Problem description:
Show each line of the records below that contains the string "give", treating uppercase and lowercase letters as different.

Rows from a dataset
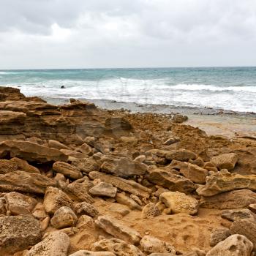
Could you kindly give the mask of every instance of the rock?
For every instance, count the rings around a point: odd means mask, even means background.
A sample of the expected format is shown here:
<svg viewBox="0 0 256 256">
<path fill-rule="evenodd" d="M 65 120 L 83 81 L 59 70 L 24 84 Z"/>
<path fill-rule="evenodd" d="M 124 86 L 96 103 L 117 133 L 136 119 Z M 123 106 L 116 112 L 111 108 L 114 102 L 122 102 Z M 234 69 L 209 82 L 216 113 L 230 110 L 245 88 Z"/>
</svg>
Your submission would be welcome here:
<svg viewBox="0 0 256 256">
<path fill-rule="evenodd" d="M 49 148 L 54 148 L 57 149 L 69 149 L 66 145 L 54 140 L 48 140 L 48 146 Z"/>
<path fill-rule="evenodd" d="M 78 219 L 75 212 L 67 206 L 59 208 L 50 219 L 50 224 L 56 228 L 72 227 Z"/>
<path fill-rule="evenodd" d="M 147 254 L 153 252 L 170 252 L 175 255 L 176 253 L 175 248 L 170 244 L 151 236 L 143 236 L 140 240 L 140 244 L 142 251 Z"/>
<path fill-rule="evenodd" d="M 43 204 L 46 212 L 53 214 L 62 206 L 72 207 L 72 201 L 63 191 L 49 187 L 46 189 Z"/>
<path fill-rule="evenodd" d="M 214 164 L 219 170 L 233 170 L 238 160 L 238 156 L 235 153 L 223 154 L 214 157 L 211 162 Z"/>
<path fill-rule="evenodd" d="M 122 191 L 142 197 L 148 198 L 149 194 L 151 192 L 151 189 L 135 182 L 135 181 L 126 180 L 112 175 L 108 175 L 99 172 L 91 172 L 89 173 L 89 177 L 93 180 L 99 178 L 102 181 L 110 183 Z"/>
<path fill-rule="evenodd" d="M 101 166 L 103 172 L 116 175 L 119 177 L 129 177 L 143 175 L 148 170 L 146 165 L 129 159 L 127 157 L 107 156 Z"/>
<path fill-rule="evenodd" d="M 188 178 L 164 169 L 154 169 L 146 176 L 148 181 L 162 186 L 171 191 L 179 191 L 184 193 L 195 190 L 195 185 Z"/>
<path fill-rule="evenodd" d="M 112 186 L 112 184 L 102 181 L 92 187 L 89 192 L 95 196 L 103 196 L 109 197 L 115 197 L 117 189 Z"/>
<path fill-rule="evenodd" d="M 45 194 L 48 187 L 55 187 L 56 181 L 38 173 L 17 170 L 0 175 L 0 191 L 18 191 L 26 193 Z"/>
<path fill-rule="evenodd" d="M 173 214 L 184 213 L 194 215 L 197 213 L 199 204 L 196 199 L 179 192 L 166 192 L 159 200 L 170 208 Z"/>
<path fill-rule="evenodd" d="M 206 177 L 208 173 L 208 170 L 196 165 L 187 162 L 173 160 L 170 165 L 170 167 L 174 169 L 178 169 L 184 177 L 195 183 L 203 184 L 206 181 Z"/>
<path fill-rule="evenodd" d="M 74 179 L 78 179 L 83 177 L 79 168 L 64 162 L 55 162 L 53 165 L 53 170 L 56 173 L 62 173 L 65 176 Z"/>
<path fill-rule="evenodd" d="M 75 211 L 77 214 L 86 214 L 91 217 L 95 217 L 99 214 L 97 209 L 93 205 L 86 202 L 76 203 L 75 205 Z"/>
<path fill-rule="evenodd" d="M 116 200 L 117 203 L 127 206 L 131 210 L 141 211 L 141 206 L 132 198 L 127 197 L 124 192 L 117 193 Z"/>
<path fill-rule="evenodd" d="M 256 222 L 252 219 L 242 219 L 234 221 L 230 227 L 232 234 L 240 234 L 246 237 L 256 249 Z"/>
<path fill-rule="evenodd" d="M 111 252 L 91 252 L 86 250 L 80 250 L 72 253 L 69 256 L 115 256 Z"/>
<path fill-rule="evenodd" d="M 212 248 L 206 256 L 250 256 L 252 243 L 245 236 L 233 235 Z"/>
<path fill-rule="evenodd" d="M 0 255 L 10 255 L 40 241 L 38 220 L 30 215 L 0 218 Z"/>
<path fill-rule="evenodd" d="M 6 140 L 0 143 L 0 157 L 10 154 L 29 162 L 48 162 L 67 161 L 67 157 L 56 148 L 51 148 L 29 141 Z"/>
<path fill-rule="evenodd" d="M 34 245 L 25 256 L 67 256 L 69 238 L 62 232 L 53 232 Z"/>
<path fill-rule="evenodd" d="M 222 211 L 222 217 L 231 222 L 242 219 L 256 219 L 256 215 L 249 209 L 224 210 Z"/>
<path fill-rule="evenodd" d="M 222 241 L 226 239 L 231 236 L 230 230 L 228 228 L 219 228 L 215 229 L 211 233 L 210 237 L 210 246 L 215 246 L 217 244 Z"/>
<path fill-rule="evenodd" d="M 216 209 L 233 209 L 256 203 L 256 193 L 248 189 L 234 190 L 212 197 L 203 197 L 200 207 Z"/>
<path fill-rule="evenodd" d="M 116 256 L 145 256 L 145 255 L 134 245 L 116 238 L 101 239 L 94 243 L 91 249 L 94 251 L 108 250 L 114 253 Z"/>
<path fill-rule="evenodd" d="M 156 217 L 157 216 L 161 215 L 161 211 L 156 204 L 150 203 L 143 207 L 141 213 L 143 218 L 151 218 Z"/>
<path fill-rule="evenodd" d="M 189 159 L 195 159 L 197 157 L 196 154 L 187 149 L 177 149 L 170 151 L 165 154 L 165 158 L 168 160 L 178 160 L 187 162 Z"/>
<path fill-rule="evenodd" d="M 138 232 L 112 217 L 99 216 L 95 223 L 108 233 L 129 244 L 137 245 L 141 239 Z"/>
<path fill-rule="evenodd" d="M 256 190 L 256 175 L 242 176 L 220 171 L 208 176 L 206 185 L 198 188 L 197 192 L 200 195 L 210 197 L 227 191 L 243 189 Z"/>
<path fill-rule="evenodd" d="M 12 215 L 31 214 L 37 203 L 34 198 L 15 192 L 6 194 L 4 198 Z"/>
<path fill-rule="evenodd" d="M 81 183 L 72 182 L 66 187 L 64 190 L 75 201 L 92 203 L 94 200 L 89 194 L 89 191 L 93 186 L 93 183 L 89 181 L 84 181 Z"/>
</svg>

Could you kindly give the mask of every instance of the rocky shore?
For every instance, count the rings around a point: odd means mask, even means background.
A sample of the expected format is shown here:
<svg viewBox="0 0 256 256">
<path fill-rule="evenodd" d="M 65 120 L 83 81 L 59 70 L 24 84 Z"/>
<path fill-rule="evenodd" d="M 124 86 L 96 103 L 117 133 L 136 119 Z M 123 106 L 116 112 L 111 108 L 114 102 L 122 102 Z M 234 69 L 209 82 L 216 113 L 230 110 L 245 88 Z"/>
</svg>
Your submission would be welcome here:
<svg viewBox="0 0 256 256">
<path fill-rule="evenodd" d="M 256 138 L 0 87 L 1 256 L 253 256 Z"/>
</svg>

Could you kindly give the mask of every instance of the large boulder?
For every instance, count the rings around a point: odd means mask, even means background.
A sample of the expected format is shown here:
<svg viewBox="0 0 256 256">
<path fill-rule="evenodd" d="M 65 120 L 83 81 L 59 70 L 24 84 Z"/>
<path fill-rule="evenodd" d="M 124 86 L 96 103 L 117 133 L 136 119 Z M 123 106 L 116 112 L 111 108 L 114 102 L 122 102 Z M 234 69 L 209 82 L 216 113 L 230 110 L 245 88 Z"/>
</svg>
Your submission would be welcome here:
<svg viewBox="0 0 256 256">
<path fill-rule="evenodd" d="M 6 140 L 1 143 L 0 157 L 7 155 L 41 163 L 67 160 L 67 157 L 59 149 L 22 140 Z"/>
<path fill-rule="evenodd" d="M 195 198 L 179 192 L 163 192 L 160 195 L 159 200 L 173 214 L 184 213 L 194 215 L 198 211 L 198 201 Z"/>
<path fill-rule="evenodd" d="M 69 245 L 67 235 L 62 232 L 53 232 L 24 256 L 67 256 Z"/>
<path fill-rule="evenodd" d="M 0 255 L 12 255 L 40 241 L 39 222 L 31 215 L 0 218 Z"/>
<path fill-rule="evenodd" d="M 99 227 L 116 238 L 135 245 L 140 243 L 141 236 L 138 231 L 112 217 L 99 216 L 95 222 Z"/>
<path fill-rule="evenodd" d="M 238 156 L 235 153 L 223 154 L 214 157 L 211 162 L 214 164 L 219 170 L 227 169 L 233 170 L 238 160 Z"/>
<path fill-rule="evenodd" d="M 56 185 L 55 180 L 39 173 L 17 170 L 0 175 L 0 192 L 45 194 L 48 187 Z"/>
<path fill-rule="evenodd" d="M 212 248 L 206 256 L 250 256 L 252 243 L 241 235 L 233 235 Z"/>
</svg>

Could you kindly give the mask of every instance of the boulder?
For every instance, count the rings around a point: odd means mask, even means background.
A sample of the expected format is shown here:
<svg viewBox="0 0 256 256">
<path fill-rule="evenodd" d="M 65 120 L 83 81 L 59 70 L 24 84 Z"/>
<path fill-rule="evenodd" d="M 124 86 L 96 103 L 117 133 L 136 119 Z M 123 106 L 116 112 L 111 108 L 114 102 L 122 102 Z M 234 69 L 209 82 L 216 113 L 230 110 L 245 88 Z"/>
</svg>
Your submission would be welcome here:
<svg viewBox="0 0 256 256">
<path fill-rule="evenodd" d="M 108 250 L 113 253 L 116 256 L 146 256 L 134 245 L 116 238 L 101 239 L 92 245 L 91 249 L 94 251 Z"/>
<path fill-rule="evenodd" d="M 146 178 L 148 181 L 166 187 L 171 191 L 189 193 L 196 189 L 192 181 L 172 170 L 156 168 L 146 176 Z"/>
<path fill-rule="evenodd" d="M 210 249 L 206 256 L 250 256 L 252 243 L 245 236 L 233 235 Z"/>
<path fill-rule="evenodd" d="M 203 197 L 200 207 L 216 209 L 233 209 L 256 203 L 256 193 L 248 189 L 234 190 L 212 197 Z"/>
<path fill-rule="evenodd" d="M 67 157 L 56 148 L 22 140 L 6 140 L 1 143 L 0 157 L 7 155 L 40 163 L 67 160 Z"/>
<path fill-rule="evenodd" d="M 67 235 L 62 232 L 53 232 L 24 256 L 67 256 L 69 245 Z"/>
<path fill-rule="evenodd" d="M 6 194 L 4 198 L 12 215 L 31 214 L 37 203 L 34 198 L 15 192 Z"/>
<path fill-rule="evenodd" d="M 227 191 L 244 189 L 256 190 L 256 175 L 242 176 L 220 171 L 207 176 L 206 185 L 198 188 L 197 192 L 200 195 L 211 197 Z"/>
<path fill-rule="evenodd" d="M 238 160 L 238 156 L 235 153 L 222 154 L 217 157 L 214 157 L 211 159 L 214 165 L 219 170 L 227 169 L 233 170 Z"/>
<path fill-rule="evenodd" d="M 31 215 L 0 218 L 0 255 L 12 255 L 40 241 L 39 222 Z"/>
<path fill-rule="evenodd" d="M 112 184 L 104 181 L 99 182 L 89 190 L 90 194 L 93 195 L 108 197 L 115 197 L 116 192 L 116 187 L 114 187 L 112 186 Z"/>
<path fill-rule="evenodd" d="M 99 216 L 95 223 L 108 233 L 129 244 L 138 245 L 141 239 L 138 231 L 112 217 Z"/>
<path fill-rule="evenodd" d="M 0 192 L 45 194 L 48 187 L 56 185 L 56 181 L 39 173 L 17 170 L 0 175 Z"/>
<path fill-rule="evenodd" d="M 198 201 L 195 198 L 179 192 L 163 192 L 160 195 L 159 200 L 173 214 L 184 213 L 194 215 L 198 211 Z"/>
<path fill-rule="evenodd" d="M 50 214 L 53 214 L 62 206 L 72 207 L 72 201 L 68 195 L 61 189 L 49 187 L 46 189 L 43 204 L 46 212 Z"/>
<path fill-rule="evenodd" d="M 53 165 L 53 170 L 56 173 L 62 173 L 67 177 L 78 179 L 83 177 L 79 168 L 64 162 L 56 162 Z"/>
<path fill-rule="evenodd" d="M 50 219 L 50 224 L 56 228 L 72 227 L 78 219 L 75 212 L 67 206 L 59 208 Z"/>
<path fill-rule="evenodd" d="M 169 252 L 175 255 L 176 253 L 175 248 L 170 244 L 151 236 L 143 236 L 140 244 L 142 251 L 146 254 Z"/>
</svg>

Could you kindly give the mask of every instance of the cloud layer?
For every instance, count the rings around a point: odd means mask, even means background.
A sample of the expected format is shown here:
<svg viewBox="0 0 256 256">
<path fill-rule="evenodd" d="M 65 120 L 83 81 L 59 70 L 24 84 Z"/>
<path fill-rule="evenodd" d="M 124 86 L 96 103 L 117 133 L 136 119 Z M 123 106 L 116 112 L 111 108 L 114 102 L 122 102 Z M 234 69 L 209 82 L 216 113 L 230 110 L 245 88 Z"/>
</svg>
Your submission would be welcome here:
<svg viewBox="0 0 256 256">
<path fill-rule="evenodd" d="M 1 0 L 0 69 L 256 65 L 255 0 Z"/>
</svg>

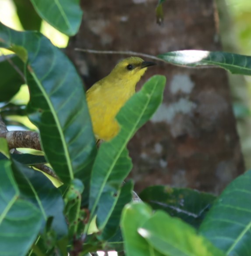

Result of this task:
Could you kindly give the mask of every instance of the rock?
Could you kindly give the mask of every instance of the rocky shore?
Could you kindly give the mask of every instance of the large boulder?
Could you kindly give the mask of every instance of the boulder?
Could you kindly give the mask of every instance of the cloud layer?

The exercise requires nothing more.